* **Consegna**
Trascriva parola per parola il passo del testo di studio che si apre con le parole contenenti "Ah :rotfl: infatti" e si chiude con "libro :asd: ?".
--- Testo di studio ---
"L'hai mai aperto un libro di storia in vita tua?": il thread dei saggi storici

Sei un tesoro Bromino, ma intendevo resistenza indiana :asd: questi però me li segno per il futuro, sappi che mi sono già comprato L’eco del boato e lo tengo lì finché non esaurisco la scimmia indiana

@Drest eggsplain like io fossi tua nonna, quella di 107 anni che ti regalava le caramelle mou e le cinque euro

Ah :rotfl: infatti non mi tornava l’associazione fra resistenza e boarding schools :rotfl:

Allora @Attela per uno hai PM, l’altro su ZL non c’e’, su UnderNet nemmeno

Ho una domanda da porre prima di andare in un posto dove preferirei non lasciare il mio IP, quanto vuoi leggerlo da 1 a 10 sto libro :asd: ?
--- Righe riportate ---
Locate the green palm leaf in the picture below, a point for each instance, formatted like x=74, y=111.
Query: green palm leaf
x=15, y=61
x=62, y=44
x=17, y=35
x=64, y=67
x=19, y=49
---
* **Risultato**
Ah :rotfl: infatti non mi tornava l’associazione fra resistenza e boarding schools :rotfl:

Allora @Attela per uno hai PM, l’altro su ZL non c’e’, su UnderNet nemmeno

Ho una domanda da porre prima di andare in un posto dove preferirei non lasciare il mio IP, quanto vuoi leggerlo da 1 a 10 sto libro :asd: ?